>> begin Source material
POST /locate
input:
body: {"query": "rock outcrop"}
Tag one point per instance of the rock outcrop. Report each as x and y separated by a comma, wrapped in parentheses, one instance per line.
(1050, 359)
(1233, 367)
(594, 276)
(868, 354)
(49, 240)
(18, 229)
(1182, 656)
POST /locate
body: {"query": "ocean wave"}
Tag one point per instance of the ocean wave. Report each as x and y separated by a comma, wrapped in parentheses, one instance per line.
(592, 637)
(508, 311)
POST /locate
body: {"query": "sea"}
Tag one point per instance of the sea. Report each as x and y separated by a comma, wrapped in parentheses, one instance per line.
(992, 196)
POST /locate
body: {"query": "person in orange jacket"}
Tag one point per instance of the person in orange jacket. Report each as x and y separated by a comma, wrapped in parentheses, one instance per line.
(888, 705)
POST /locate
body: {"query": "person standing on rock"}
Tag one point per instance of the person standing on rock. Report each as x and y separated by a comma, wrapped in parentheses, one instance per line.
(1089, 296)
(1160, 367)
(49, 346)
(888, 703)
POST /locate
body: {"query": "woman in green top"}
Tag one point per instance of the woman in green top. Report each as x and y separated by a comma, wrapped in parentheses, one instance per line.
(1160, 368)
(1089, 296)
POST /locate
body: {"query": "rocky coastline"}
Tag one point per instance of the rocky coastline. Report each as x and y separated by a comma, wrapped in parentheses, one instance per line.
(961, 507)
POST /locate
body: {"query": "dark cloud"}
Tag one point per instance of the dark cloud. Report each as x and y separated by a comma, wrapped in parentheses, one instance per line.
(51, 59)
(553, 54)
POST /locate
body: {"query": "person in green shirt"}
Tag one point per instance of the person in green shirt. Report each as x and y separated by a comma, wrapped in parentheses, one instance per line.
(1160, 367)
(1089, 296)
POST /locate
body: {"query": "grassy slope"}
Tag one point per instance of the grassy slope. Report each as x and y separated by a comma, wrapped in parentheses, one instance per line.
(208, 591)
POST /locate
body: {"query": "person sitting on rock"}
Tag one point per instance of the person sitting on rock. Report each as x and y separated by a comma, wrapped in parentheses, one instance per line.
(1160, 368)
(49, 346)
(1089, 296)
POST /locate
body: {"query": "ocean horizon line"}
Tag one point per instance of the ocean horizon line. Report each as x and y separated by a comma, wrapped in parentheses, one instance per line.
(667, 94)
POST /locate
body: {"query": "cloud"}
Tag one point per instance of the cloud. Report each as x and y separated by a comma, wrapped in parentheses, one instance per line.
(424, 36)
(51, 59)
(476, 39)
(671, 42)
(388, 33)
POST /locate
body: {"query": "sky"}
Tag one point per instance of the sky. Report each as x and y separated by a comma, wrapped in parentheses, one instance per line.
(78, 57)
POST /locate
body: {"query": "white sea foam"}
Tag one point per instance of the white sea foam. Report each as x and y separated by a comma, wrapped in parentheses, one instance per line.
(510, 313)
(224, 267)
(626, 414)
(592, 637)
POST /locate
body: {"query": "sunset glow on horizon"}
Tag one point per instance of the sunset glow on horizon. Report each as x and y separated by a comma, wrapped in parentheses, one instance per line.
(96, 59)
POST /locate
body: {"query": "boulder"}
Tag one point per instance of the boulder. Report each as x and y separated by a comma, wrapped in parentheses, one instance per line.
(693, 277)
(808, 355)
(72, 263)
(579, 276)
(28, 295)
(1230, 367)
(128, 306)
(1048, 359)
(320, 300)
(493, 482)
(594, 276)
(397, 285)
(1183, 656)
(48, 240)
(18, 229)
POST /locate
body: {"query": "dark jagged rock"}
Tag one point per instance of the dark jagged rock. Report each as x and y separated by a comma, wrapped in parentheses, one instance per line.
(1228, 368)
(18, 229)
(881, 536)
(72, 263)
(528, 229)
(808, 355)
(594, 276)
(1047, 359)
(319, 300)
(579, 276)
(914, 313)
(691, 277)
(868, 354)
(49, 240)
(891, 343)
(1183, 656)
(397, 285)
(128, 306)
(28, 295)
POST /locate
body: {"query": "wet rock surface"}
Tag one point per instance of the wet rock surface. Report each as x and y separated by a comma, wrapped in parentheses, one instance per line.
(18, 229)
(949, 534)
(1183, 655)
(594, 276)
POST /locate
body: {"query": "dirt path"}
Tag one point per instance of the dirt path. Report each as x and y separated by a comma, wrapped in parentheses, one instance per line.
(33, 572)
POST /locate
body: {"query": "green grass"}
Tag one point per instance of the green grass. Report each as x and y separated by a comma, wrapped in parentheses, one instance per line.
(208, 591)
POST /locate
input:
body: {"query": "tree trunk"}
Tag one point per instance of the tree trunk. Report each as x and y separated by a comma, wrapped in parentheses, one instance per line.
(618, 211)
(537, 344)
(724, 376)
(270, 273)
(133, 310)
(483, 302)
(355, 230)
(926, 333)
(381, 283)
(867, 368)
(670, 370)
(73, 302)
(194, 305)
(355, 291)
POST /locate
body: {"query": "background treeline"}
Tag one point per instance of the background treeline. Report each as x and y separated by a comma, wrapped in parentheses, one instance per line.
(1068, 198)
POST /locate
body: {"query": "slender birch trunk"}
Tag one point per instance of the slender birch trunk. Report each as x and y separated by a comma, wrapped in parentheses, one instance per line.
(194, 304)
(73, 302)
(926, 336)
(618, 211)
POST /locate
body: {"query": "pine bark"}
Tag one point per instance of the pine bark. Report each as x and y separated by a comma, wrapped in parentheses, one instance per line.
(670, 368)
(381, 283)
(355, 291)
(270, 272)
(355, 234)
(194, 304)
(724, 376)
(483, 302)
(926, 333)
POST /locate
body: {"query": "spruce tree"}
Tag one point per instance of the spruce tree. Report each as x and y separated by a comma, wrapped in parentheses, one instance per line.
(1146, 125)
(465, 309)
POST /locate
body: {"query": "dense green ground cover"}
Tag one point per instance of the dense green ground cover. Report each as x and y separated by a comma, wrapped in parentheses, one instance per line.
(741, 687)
>> end Source material
• **To do**: Extract the complete listing verbatim.

• **Task response**:
POST /locate
input:
body: {"query": "rock outcrop"}
Tag one point per instance of the rock outcrop. Report each as x and y separated by a comma, wrapped in parentheses, one instance per line.
(1050, 359)
(1233, 367)
(594, 276)
(868, 354)
(49, 240)
(18, 229)
(1182, 656)
POST /locate
body: {"query": "ocean wave"}
Tag one point per instance of the ocean wave. Report each as x and y separated by a comma, wrapped in parentheses, one instance per line.
(592, 637)
(508, 311)
POST /locate
body: {"query": "sea"}
Tag one point per instance of the sea. Report each as x and y separated by a comma, wrapped in parentheses, one instance per line.
(992, 196)
POST /locate
body: {"query": "person in orange jacket"}
Tag one point per instance of the person in orange jacket. Report each as x and y separated by a comma, wrapped in parentheses, one instance per line.
(888, 705)
POST /locate
body: {"query": "person standing on rock"}
Tag one point per instance of the person standing on rock. Report each as x and y separated by a comma, wrapped in parentheses, one instance per line.
(1089, 296)
(1160, 367)
(49, 346)
(888, 703)
POST /locate
body: {"query": "woman in green top"}
Tag one point per instance of the woman in green top. Report each as x and y separated by a comma, wrapped in parentheses, one instance per line.
(1160, 368)
(1089, 296)
POST /locate
body: {"query": "rocky coastline"}
Tag one point per instance of the rocky coastline. Report each as x and y separated by a comma, wrapped in parentheses, one instance per line.
(961, 507)
POST /locate
body: {"query": "dark cloud"}
Tag one point per instance of the dark cloud. Report each as x and y separated by a comma, wrapped in parentheses, one instance per line.
(51, 59)
(553, 54)
POST /locate
body: {"query": "person in green shirt"}
Tag one point per instance of the person in green shirt. Report each as x and y separated by a comma, wrapped in parentheses, one instance per line.
(1160, 367)
(1089, 296)
POST /locate
body: {"query": "grassy slope"}
Tag one point per instance of the grassy slope. Report each as x and y separated by a comma, wrapped in parentheses, one instance per line.
(208, 591)
POST /locate
body: {"query": "person sitting on rock"}
Tag one point per instance of the person sitting on rock. Report each as x and y separated by a comma, wrapped in parentheses, one instance per line.
(1160, 368)
(49, 346)
(1089, 296)
POST /locate
body: {"query": "ocean horizon line"}
Tag one point per instance of the ocean horizon line. Report each as x and y separated by a comma, wrapped in parentheses, one instance per line.
(667, 94)
POST /locate
body: {"query": "cloud"}
Tag one point per instance of the cloud. Report each as x and y separated by a comma, wrapped in parentheses, one instance per line.
(424, 36)
(51, 59)
(476, 39)
(671, 42)
(388, 33)
POST /locate
body: {"query": "sky"}
Tag one point per instance of the sky. Report each as x and y separated by a comma, wrapped in parentheses, one instance per line.
(78, 57)
POST /locate
body: {"query": "white sea foam"}
Tag one point per instance of the white sea foam. Report each as x and y separated by a comma, wrapped in parentheses, one instance per line.
(510, 313)
(224, 267)
(626, 414)
(592, 637)
POST /locate
body: {"query": "sunset glow on horizon"}
Tag one point per instance of the sunset glow on horizon. Report each as x and y separated by a comma, wrapped in parentheses, one instance per line.
(96, 59)
POST /locate
body: {"query": "boulder"}
Tag one point per instance of the boulder. Report each as x and y separated by a comma, wrapped in parentheses, one instance per line.
(693, 277)
(808, 355)
(72, 263)
(579, 276)
(28, 295)
(1230, 367)
(128, 306)
(1048, 359)
(320, 300)
(493, 482)
(594, 276)
(397, 285)
(1183, 656)
(48, 240)
(18, 229)
POST /locate
body: {"query": "dark jagged rock"}
Tag one point per instance of the dark jagged rock. Report each as x and y separated by a comma, wrapped in parentheses, one instance per line.
(1228, 368)
(18, 229)
(881, 536)
(72, 263)
(528, 229)
(808, 355)
(594, 276)
(1047, 359)
(319, 300)
(579, 276)
(914, 313)
(691, 277)
(868, 354)
(49, 240)
(891, 343)
(1183, 656)
(397, 285)
(128, 306)
(28, 295)
POST /locate
body: {"query": "wet rock surface"}
Tag one point per instance of the wet rock surface. Report each as x and y separated by a comma, wrapped in parentheses, one instance per line.
(18, 229)
(949, 534)
(1183, 655)
(594, 276)
POST /locate
body: {"query": "dirt path"}
Tag one point per instance of the dirt path. Report each as x and y separated by a comma, wrapped in parentheses, one instance per line.
(33, 572)
POST /locate
body: {"query": "green grass"}
Tag one point per instance of the green grass. Report each as x and y separated by a comma, wrapped in parentheses, one instance per line.
(208, 591)
POST /locate
input:
body: {"query": "tree trunk"}
Tag one point per instance of the tree trunk. Report each as x and y separated by a comma, wrapped in parentheses, one instance per line.
(618, 211)
(537, 344)
(724, 376)
(270, 273)
(133, 310)
(483, 302)
(355, 230)
(926, 333)
(381, 283)
(867, 368)
(670, 370)
(73, 302)
(194, 305)
(355, 291)
POST /locate
body: {"query": "background treeline"}
Tag one point per instance of the background treeline. Report each as x and y separated by a comma, wrapped in parentheses, one instance per line.
(1068, 198)
POST /locate
body: {"query": "slender birch trunk"}
Tag one point per instance of the slender birch trunk. Report each as x and y separated by a comma, wrapped in parentheses, one instance per line.
(194, 304)
(73, 302)
(926, 336)
(618, 211)
POST /locate
body: {"query": "pine bark"}
Tag one point per instance of the pine bark. Report each as x and y separated by a comma, wrapped in parentheses, one instance per line.
(670, 368)
(381, 283)
(355, 291)
(270, 272)
(355, 234)
(194, 304)
(724, 376)
(483, 302)
(926, 333)
POST /locate
body: {"query": "spruce tree"}
Tag one point per instance of the spruce tree. Report each as x and y separated by a comma, wrapped in parentheses, one instance per line.
(1146, 125)
(465, 309)
POST /locate
body: {"query": "dense green ground cover"}
Tag one point per instance of the dense green ground cover. Report each as x and y separated by a comma, wrapped in parentheses, one instance per line.
(741, 687)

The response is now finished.